■ Exercise ■
Find every line in the data below that contains the word "rear", and copy each of those lines.

[start of Data supplied]

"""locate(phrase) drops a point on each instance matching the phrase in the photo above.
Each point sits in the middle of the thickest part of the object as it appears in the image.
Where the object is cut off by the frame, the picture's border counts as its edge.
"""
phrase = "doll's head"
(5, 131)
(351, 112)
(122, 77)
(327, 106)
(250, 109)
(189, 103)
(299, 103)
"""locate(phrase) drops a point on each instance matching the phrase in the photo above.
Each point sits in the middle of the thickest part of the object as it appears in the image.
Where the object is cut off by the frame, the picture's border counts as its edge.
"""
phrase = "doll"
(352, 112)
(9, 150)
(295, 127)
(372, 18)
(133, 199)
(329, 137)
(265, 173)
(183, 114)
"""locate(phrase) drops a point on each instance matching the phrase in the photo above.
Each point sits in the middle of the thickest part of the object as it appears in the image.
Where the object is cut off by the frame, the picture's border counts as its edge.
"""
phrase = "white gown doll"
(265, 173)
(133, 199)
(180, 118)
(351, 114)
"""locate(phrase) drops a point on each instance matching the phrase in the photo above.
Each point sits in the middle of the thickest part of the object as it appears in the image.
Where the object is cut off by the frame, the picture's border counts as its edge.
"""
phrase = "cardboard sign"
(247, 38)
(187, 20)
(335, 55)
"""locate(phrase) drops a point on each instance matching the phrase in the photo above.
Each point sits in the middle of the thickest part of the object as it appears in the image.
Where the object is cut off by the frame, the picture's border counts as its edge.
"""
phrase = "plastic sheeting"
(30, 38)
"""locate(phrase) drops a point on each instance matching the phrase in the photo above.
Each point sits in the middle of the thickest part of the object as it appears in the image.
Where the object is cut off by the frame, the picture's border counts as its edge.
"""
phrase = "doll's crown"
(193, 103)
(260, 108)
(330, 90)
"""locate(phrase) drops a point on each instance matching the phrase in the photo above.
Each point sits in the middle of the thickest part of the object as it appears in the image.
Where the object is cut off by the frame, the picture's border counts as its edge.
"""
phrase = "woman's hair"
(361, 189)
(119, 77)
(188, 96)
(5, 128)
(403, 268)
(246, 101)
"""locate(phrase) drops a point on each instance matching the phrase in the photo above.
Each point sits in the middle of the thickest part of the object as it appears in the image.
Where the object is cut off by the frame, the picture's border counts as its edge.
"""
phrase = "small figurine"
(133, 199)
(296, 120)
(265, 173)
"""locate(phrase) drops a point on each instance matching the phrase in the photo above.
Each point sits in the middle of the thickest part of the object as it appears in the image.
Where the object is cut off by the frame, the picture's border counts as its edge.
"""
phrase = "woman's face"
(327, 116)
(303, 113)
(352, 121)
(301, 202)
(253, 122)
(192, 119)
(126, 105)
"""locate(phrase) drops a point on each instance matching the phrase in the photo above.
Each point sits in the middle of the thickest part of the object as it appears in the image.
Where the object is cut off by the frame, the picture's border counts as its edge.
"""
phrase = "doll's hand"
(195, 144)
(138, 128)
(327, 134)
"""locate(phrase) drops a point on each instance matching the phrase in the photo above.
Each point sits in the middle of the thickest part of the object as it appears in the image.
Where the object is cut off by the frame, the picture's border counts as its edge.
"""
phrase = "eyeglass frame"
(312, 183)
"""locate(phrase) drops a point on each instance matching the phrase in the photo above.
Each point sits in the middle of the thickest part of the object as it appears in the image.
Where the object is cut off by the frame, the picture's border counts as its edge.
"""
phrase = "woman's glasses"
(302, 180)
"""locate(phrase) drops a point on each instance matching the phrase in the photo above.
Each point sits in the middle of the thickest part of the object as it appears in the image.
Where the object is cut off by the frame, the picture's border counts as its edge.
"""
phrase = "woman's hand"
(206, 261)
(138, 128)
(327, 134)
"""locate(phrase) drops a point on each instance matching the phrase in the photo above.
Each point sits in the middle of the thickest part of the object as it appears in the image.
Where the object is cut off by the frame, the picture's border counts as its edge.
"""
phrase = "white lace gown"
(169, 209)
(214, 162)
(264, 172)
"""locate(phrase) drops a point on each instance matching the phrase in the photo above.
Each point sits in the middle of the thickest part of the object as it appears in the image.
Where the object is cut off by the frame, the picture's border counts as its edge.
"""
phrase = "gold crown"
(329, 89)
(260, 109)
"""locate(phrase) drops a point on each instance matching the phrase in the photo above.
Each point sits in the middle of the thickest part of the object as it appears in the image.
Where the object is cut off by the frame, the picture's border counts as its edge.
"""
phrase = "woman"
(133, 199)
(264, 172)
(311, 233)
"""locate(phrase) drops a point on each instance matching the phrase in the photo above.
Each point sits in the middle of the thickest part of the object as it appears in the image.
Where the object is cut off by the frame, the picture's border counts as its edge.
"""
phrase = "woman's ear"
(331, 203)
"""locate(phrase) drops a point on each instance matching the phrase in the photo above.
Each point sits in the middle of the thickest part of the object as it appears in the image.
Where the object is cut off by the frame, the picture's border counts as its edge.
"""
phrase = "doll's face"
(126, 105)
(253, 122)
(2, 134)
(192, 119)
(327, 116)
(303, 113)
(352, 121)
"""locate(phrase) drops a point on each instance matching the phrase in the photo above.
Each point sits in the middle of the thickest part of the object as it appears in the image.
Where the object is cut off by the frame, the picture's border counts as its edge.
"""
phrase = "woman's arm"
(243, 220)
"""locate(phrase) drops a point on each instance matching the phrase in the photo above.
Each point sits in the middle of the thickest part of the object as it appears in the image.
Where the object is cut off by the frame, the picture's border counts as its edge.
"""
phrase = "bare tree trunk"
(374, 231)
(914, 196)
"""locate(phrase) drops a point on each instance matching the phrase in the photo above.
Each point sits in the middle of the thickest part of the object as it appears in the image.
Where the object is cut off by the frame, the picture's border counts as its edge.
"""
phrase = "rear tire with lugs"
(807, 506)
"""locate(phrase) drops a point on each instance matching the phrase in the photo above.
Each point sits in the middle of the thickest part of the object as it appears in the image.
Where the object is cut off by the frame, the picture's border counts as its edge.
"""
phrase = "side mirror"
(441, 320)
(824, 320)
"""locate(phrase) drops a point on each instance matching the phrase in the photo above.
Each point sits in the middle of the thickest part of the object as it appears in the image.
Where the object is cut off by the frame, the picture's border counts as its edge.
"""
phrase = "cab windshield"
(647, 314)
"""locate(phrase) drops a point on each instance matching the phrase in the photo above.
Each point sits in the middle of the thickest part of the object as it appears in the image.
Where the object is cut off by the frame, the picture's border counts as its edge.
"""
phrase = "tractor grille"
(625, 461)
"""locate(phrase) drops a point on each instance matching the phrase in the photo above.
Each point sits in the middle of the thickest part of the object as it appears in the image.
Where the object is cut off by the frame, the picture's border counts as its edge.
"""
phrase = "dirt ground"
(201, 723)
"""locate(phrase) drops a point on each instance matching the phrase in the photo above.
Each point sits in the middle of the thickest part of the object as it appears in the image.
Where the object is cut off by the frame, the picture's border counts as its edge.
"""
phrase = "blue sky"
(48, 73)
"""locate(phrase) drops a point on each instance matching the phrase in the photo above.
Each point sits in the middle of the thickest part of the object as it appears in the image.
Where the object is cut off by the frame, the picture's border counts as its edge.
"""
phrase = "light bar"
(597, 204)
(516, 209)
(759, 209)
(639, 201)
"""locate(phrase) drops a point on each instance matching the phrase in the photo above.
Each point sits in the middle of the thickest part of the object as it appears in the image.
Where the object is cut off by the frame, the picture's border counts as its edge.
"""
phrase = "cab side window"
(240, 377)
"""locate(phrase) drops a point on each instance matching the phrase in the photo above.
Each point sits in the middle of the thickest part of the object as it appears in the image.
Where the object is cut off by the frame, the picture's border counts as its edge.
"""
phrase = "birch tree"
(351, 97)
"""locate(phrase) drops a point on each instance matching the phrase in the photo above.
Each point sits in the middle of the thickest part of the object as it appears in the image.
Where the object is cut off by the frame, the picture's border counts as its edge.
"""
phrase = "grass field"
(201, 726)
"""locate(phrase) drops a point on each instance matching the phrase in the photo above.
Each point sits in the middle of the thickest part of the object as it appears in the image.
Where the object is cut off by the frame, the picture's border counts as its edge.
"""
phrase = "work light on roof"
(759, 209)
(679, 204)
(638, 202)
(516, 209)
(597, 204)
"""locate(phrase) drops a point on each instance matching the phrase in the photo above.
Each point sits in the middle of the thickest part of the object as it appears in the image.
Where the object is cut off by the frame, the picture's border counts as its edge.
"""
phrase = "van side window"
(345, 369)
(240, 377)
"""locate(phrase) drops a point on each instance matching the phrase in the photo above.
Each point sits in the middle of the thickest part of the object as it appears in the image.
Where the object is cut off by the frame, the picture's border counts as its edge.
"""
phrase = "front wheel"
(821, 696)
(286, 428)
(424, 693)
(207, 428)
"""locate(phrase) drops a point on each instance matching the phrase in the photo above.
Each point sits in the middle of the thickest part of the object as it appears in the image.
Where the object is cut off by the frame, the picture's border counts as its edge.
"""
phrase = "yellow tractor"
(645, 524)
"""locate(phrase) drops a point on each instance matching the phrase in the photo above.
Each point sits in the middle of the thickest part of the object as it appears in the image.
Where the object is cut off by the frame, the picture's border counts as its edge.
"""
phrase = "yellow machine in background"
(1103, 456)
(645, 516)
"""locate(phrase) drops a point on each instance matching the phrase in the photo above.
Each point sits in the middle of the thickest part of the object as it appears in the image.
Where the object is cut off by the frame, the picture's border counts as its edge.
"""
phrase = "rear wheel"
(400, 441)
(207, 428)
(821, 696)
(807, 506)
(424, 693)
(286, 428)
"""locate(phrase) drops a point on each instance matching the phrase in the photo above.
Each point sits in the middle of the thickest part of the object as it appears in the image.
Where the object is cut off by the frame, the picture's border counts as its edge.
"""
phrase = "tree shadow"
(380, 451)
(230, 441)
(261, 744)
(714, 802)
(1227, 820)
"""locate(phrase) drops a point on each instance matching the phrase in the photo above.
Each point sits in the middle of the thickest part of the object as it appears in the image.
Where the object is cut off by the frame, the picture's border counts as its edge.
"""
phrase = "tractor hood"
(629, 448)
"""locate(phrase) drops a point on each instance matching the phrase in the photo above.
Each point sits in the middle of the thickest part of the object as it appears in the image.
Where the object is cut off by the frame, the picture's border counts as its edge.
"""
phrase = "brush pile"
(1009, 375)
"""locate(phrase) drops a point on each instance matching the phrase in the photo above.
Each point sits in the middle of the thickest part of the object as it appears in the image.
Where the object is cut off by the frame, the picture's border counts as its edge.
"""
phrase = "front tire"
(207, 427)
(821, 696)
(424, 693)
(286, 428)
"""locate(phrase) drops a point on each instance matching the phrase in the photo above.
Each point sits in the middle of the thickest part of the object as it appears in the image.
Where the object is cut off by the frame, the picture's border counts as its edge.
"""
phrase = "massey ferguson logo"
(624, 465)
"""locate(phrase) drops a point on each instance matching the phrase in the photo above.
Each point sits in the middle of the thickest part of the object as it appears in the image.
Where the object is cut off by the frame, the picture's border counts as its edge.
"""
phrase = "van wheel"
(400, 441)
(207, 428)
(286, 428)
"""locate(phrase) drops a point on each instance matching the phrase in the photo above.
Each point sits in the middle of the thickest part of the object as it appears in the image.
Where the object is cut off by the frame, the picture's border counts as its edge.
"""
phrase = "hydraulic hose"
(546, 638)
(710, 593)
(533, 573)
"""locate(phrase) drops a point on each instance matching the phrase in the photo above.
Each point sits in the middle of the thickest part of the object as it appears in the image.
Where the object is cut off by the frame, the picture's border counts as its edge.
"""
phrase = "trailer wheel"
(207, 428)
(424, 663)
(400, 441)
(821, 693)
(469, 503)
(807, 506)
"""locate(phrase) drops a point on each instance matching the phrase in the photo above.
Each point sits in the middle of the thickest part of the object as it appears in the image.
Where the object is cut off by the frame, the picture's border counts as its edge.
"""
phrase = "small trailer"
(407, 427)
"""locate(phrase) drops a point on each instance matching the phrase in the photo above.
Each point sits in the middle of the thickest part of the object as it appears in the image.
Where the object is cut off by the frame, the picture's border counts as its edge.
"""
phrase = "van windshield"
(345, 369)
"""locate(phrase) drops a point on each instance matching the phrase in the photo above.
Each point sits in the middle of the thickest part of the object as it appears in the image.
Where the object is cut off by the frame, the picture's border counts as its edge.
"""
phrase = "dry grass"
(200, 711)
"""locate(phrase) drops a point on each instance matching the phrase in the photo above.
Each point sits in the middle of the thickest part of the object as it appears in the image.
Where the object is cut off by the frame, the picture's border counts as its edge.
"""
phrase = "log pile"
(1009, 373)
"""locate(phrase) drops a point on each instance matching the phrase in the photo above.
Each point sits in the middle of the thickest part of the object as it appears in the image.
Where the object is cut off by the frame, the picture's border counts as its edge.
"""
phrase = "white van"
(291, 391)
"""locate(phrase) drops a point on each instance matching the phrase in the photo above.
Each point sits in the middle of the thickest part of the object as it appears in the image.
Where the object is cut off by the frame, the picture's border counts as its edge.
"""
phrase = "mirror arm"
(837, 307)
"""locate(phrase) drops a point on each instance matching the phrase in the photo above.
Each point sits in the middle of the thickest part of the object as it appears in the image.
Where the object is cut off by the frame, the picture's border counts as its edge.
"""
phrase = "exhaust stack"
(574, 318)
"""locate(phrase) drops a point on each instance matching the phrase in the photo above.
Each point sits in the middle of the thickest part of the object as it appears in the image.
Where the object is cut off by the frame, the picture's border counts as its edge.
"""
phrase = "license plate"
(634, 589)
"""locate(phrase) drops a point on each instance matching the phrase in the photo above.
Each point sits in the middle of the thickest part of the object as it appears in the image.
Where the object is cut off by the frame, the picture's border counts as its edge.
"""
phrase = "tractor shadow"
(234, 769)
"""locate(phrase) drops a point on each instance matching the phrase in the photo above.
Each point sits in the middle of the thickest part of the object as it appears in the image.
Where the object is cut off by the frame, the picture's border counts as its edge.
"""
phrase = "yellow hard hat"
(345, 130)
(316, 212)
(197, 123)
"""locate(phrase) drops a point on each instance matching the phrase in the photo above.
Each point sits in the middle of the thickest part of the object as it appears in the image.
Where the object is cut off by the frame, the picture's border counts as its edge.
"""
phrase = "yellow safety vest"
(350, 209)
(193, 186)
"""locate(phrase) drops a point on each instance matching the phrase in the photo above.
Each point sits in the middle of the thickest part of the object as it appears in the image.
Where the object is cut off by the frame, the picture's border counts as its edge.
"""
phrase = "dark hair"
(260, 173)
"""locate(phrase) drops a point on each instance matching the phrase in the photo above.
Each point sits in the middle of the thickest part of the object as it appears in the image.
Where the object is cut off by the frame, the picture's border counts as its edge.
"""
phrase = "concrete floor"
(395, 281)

[end of Data supplied]

■ Response to the task ■
phrase = "rear tire with lugs"
phrase = "rear wheel"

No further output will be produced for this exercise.